* _LISTING_
┌──
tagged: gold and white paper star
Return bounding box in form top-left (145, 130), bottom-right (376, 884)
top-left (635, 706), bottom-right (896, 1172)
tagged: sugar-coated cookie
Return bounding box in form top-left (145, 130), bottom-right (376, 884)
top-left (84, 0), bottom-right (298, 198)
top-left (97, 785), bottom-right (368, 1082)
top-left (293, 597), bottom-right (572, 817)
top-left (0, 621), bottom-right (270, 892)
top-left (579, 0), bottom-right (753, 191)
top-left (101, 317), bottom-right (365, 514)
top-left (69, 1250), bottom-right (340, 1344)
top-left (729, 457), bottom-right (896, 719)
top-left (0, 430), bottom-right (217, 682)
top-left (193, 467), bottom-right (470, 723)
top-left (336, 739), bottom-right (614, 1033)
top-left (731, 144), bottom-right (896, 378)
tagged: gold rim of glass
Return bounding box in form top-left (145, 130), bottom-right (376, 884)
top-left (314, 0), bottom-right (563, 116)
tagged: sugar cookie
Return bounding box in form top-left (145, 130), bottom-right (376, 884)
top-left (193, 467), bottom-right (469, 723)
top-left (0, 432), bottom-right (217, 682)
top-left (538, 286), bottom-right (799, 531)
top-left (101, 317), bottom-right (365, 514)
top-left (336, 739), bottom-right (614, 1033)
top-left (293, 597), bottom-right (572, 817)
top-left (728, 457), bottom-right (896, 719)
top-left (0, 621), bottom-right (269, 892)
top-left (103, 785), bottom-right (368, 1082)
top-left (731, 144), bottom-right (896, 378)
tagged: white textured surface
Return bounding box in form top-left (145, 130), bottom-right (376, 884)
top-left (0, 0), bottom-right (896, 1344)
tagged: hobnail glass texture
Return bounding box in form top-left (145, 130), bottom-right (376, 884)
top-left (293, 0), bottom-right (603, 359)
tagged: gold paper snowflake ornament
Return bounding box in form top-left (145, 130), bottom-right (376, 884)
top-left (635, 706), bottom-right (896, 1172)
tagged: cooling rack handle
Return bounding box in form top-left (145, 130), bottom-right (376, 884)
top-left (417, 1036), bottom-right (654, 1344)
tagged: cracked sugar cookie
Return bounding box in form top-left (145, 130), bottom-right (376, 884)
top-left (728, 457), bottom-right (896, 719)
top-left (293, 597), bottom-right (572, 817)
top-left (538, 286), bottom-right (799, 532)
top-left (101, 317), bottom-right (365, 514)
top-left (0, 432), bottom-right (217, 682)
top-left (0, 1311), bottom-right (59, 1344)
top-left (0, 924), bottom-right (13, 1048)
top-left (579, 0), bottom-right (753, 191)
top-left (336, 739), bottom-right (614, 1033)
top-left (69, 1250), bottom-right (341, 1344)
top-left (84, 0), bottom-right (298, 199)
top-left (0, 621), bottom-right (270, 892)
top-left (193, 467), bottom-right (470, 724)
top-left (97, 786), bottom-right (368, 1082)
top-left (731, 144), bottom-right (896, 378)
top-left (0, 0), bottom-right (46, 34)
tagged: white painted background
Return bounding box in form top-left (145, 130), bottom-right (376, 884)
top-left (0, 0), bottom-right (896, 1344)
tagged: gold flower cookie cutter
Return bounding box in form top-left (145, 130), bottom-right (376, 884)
└──
* _THE REQUEST_
Rewrite all the lines above as a numbered list, leaving out any blank lines.

* _SOLUTION TO THE PROBLEM_
1. tagged: gold and white paper star
2. Return bounding box in form top-left (145, 130), bottom-right (376, 884)
3. top-left (635, 706), bottom-right (896, 1172)
4. tagged: sugar-coated cookie
5. Return bounding box in form top-left (145, 130), bottom-right (376, 884)
6. top-left (84, 0), bottom-right (298, 198)
7. top-left (97, 785), bottom-right (368, 1082)
8. top-left (293, 597), bottom-right (572, 817)
9. top-left (0, 621), bottom-right (270, 892)
10. top-left (579, 0), bottom-right (753, 191)
11. top-left (101, 317), bottom-right (365, 514)
12. top-left (69, 1250), bottom-right (340, 1344)
13. top-left (729, 457), bottom-right (896, 719)
14. top-left (0, 430), bottom-right (217, 682)
15. top-left (193, 467), bottom-right (470, 723)
16. top-left (336, 739), bottom-right (614, 1033)
17. top-left (731, 144), bottom-right (896, 378)
18. tagged: gold rim of glass
19. Return bounding box in form top-left (145, 130), bottom-right (376, 884)
20. top-left (314, 0), bottom-right (563, 116)
21. tagged: sugar cookie
22. Return bounding box in form top-left (145, 130), bottom-right (376, 884)
23. top-left (193, 467), bottom-right (469, 723)
24. top-left (0, 432), bottom-right (217, 682)
25. top-left (538, 286), bottom-right (799, 531)
26. top-left (101, 317), bottom-right (365, 514)
27. top-left (336, 739), bottom-right (614, 1033)
28. top-left (293, 597), bottom-right (572, 817)
29. top-left (728, 457), bottom-right (896, 719)
30. top-left (0, 621), bottom-right (269, 892)
31. top-left (103, 785), bottom-right (368, 1082)
32. top-left (731, 144), bottom-right (896, 378)
33. tagged: white textured surface
34. Return bounding box in form top-left (145, 130), bottom-right (376, 884)
35. top-left (0, 0), bottom-right (896, 1344)
36. tagged: hobnail glass texture
37. Return bounding box in form top-left (145, 130), bottom-right (376, 884)
38. top-left (293, 0), bottom-right (603, 359)
39. tagged: gold paper snowflake ornament
40. Return bounding box in form top-left (145, 130), bottom-right (376, 884)
41. top-left (635, 706), bottom-right (896, 1172)
42. tagged: cooling rack handle
43. Return bounding box in form top-left (145, 130), bottom-right (376, 884)
44. top-left (417, 1036), bottom-right (654, 1344)
45. tagged: cracked sugar cookie
46. Return bounding box in form top-left (145, 130), bottom-right (376, 884)
47. top-left (728, 457), bottom-right (896, 719)
48. top-left (293, 597), bottom-right (572, 817)
49. top-left (538, 286), bottom-right (799, 532)
50. top-left (101, 317), bottom-right (365, 514)
51. top-left (0, 432), bottom-right (217, 682)
52. top-left (0, 1311), bottom-right (59, 1344)
53. top-left (0, 924), bottom-right (13, 1048)
54. top-left (579, 0), bottom-right (753, 191)
55. top-left (336, 739), bottom-right (614, 1033)
56. top-left (69, 1250), bottom-right (341, 1344)
57. top-left (84, 0), bottom-right (298, 199)
58. top-left (0, 621), bottom-right (270, 892)
59. top-left (193, 467), bottom-right (470, 724)
60. top-left (97, 786), bottom-right (368, 1082)
61. top-left (731, 144), bottom-right (896, 378)
62. top-left (0, 0), bottom-right (46, 34)
63. tagged: white painted background
64. Return bounding box in form top-left (145, 130), bottom-right (376, 884)
65. top-left (0, 0), bottom-right (896, 1344)
66. tagged: gold flower cookie cutter
67. Return bounding box in form top-left (145, 130), bottom-right (376, 884)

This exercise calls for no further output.